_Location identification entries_
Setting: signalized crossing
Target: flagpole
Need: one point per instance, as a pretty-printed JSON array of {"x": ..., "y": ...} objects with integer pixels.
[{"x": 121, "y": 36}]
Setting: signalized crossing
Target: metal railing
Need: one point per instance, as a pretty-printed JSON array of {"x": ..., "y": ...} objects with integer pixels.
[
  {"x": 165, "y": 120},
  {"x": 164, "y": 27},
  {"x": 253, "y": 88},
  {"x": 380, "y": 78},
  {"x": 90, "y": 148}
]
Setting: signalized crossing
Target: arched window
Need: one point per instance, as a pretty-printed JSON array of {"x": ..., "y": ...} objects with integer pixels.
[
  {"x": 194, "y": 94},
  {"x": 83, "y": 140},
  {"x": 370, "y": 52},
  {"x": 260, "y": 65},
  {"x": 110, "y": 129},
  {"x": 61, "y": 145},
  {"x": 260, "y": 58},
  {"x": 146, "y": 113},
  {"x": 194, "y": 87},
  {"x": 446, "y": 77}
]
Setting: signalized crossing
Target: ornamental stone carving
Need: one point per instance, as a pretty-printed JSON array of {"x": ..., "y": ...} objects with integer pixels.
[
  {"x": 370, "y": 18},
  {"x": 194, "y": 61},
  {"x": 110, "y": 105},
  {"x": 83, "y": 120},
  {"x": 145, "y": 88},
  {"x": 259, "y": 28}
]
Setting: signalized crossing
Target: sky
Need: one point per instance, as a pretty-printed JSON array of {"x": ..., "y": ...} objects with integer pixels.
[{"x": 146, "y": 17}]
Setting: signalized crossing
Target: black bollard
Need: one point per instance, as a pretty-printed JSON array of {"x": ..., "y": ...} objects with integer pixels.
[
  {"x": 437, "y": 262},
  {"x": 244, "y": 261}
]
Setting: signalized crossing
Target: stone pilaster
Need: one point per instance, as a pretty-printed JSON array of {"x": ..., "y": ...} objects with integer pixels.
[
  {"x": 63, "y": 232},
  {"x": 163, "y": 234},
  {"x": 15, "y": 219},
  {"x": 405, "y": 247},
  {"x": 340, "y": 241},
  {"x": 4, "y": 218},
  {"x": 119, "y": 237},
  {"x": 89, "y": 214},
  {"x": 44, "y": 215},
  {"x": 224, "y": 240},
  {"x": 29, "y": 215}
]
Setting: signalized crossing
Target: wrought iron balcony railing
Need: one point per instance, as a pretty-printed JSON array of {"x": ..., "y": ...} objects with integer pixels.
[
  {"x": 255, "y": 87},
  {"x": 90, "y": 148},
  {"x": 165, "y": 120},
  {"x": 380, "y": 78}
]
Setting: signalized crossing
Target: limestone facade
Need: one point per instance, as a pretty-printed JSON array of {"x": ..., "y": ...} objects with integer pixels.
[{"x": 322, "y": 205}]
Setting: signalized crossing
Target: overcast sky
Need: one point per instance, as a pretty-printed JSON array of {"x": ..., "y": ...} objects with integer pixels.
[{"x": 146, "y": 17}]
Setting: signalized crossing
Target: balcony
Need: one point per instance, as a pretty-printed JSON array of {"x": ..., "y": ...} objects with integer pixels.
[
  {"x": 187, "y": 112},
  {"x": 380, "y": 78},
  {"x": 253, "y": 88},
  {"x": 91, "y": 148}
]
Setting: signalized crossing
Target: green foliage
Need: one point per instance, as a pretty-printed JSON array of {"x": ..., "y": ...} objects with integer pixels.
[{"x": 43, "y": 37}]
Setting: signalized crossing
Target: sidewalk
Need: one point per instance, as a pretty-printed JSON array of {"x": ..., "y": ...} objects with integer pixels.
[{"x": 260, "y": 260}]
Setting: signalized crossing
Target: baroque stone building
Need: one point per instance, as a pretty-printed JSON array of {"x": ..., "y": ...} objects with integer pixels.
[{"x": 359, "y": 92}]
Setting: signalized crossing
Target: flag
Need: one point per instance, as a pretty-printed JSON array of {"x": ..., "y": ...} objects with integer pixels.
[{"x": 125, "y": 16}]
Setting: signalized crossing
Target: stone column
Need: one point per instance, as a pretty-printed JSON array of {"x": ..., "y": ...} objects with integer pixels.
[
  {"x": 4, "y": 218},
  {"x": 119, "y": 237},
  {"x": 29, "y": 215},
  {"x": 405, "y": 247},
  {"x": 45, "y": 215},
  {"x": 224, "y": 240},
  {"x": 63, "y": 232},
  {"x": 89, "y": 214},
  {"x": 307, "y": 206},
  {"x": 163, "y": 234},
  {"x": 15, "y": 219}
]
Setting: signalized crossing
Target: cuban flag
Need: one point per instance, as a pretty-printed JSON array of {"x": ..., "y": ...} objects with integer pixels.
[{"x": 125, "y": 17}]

---

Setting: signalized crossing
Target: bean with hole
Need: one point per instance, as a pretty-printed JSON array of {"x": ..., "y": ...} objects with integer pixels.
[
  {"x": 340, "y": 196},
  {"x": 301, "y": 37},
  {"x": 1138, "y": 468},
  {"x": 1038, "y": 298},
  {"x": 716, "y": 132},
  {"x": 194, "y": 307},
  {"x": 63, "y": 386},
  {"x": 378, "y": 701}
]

==

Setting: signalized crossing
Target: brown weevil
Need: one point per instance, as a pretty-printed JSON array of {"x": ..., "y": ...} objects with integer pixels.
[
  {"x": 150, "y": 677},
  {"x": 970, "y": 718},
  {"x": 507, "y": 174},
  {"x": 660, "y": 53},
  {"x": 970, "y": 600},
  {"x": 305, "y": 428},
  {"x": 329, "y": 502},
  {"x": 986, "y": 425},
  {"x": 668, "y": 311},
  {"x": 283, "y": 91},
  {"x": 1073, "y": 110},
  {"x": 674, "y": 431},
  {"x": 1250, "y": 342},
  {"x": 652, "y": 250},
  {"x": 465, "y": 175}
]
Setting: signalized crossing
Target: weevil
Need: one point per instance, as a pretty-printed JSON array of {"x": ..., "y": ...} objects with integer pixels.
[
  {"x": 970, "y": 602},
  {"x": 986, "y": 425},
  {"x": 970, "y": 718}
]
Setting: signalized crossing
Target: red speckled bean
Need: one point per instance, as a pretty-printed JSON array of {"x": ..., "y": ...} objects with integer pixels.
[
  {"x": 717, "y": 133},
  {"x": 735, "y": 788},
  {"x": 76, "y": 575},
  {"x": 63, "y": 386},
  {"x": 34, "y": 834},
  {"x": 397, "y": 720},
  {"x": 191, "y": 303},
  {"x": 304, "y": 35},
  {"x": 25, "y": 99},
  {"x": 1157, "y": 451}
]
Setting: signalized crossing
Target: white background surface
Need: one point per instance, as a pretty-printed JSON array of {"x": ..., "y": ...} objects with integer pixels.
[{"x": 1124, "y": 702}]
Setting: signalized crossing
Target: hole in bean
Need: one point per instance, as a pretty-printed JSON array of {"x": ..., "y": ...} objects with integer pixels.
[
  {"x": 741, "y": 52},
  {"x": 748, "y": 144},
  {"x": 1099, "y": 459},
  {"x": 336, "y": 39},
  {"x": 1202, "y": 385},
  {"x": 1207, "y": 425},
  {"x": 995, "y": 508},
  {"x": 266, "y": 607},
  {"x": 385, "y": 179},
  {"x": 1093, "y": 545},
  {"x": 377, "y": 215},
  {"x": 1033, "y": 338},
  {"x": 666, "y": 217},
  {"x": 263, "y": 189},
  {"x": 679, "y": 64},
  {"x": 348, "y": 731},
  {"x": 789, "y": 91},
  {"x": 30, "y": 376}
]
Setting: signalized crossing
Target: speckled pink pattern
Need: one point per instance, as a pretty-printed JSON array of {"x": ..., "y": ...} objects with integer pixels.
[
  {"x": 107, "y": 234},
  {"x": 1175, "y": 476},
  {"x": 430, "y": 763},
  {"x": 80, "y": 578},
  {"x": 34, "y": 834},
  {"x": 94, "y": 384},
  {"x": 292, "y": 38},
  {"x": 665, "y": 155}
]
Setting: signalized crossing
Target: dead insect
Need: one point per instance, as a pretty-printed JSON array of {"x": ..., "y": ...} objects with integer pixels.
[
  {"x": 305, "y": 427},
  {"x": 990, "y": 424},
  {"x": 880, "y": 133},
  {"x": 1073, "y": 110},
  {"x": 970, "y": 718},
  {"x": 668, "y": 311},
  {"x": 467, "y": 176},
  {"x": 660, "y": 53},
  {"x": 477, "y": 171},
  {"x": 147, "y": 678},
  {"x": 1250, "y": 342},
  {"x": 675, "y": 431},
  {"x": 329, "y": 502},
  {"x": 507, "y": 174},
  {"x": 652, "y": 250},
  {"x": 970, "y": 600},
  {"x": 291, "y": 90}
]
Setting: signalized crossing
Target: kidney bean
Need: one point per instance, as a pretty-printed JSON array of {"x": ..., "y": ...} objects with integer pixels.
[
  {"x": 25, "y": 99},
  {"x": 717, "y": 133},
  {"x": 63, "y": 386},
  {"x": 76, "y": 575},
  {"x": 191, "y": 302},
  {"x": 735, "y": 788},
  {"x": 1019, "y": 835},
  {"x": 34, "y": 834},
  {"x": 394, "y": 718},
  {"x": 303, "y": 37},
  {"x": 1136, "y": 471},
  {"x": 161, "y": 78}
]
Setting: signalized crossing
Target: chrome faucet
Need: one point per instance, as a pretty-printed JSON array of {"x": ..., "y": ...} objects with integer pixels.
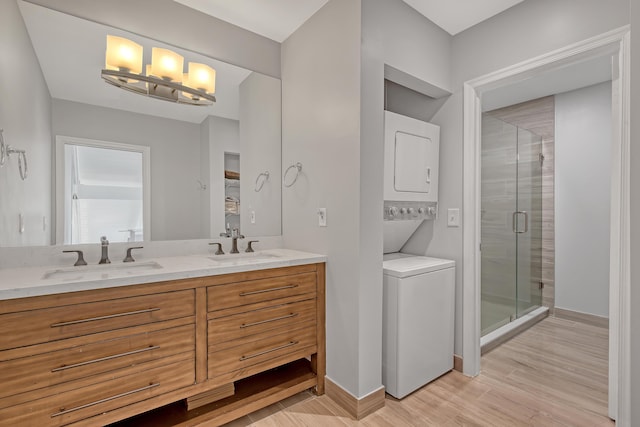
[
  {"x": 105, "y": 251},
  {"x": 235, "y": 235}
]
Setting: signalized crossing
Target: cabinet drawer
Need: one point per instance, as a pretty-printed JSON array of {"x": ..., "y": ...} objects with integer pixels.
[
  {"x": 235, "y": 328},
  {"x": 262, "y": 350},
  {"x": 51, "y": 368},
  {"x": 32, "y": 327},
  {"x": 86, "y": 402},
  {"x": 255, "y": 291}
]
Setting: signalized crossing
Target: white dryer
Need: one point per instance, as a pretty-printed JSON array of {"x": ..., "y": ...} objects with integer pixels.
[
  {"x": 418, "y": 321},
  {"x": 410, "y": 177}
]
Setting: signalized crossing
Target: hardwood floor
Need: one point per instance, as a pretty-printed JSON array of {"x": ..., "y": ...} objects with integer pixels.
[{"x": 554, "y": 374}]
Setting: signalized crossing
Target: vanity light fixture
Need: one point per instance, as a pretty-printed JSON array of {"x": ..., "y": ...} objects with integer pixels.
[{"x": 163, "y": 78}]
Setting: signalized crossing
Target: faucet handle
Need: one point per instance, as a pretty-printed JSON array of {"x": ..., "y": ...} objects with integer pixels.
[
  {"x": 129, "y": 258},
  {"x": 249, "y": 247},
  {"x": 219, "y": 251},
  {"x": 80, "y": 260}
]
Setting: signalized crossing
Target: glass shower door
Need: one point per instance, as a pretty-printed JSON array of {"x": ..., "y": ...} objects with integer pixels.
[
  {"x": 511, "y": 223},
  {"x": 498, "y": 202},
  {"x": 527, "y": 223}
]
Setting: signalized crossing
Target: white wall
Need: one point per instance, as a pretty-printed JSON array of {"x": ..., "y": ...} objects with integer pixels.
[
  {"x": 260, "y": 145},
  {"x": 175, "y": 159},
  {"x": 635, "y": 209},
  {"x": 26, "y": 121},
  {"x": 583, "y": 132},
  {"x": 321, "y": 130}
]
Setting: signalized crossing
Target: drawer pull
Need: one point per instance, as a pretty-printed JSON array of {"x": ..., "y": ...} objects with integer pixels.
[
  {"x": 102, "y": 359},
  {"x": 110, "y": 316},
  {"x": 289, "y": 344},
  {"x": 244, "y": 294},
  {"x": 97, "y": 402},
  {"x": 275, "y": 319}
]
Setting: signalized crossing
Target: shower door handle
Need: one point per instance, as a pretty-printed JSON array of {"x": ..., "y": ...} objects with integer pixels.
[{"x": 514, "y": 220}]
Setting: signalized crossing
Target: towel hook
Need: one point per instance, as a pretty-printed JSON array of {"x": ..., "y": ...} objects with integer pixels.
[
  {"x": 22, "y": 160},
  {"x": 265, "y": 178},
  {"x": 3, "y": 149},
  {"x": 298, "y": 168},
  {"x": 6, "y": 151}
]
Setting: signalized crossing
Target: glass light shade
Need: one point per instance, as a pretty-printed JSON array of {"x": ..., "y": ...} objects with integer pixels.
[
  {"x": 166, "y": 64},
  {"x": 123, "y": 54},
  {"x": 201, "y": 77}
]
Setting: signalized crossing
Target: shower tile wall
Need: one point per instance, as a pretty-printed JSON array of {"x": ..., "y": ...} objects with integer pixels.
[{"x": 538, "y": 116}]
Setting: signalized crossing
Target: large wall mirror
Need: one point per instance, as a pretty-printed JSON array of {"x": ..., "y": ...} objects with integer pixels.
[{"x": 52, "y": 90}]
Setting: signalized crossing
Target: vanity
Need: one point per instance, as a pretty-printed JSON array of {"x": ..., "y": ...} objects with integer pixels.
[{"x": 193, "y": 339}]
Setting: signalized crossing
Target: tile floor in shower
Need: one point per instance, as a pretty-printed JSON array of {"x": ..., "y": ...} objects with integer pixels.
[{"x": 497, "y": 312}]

_Problem details_
Return every line in the entries above that contains the word "bean", treating uppercase and lowercase as different.

_Complete output_
Target: bean with hole
Target: red speckled bean
Target: hole in bean
Target: kidney bean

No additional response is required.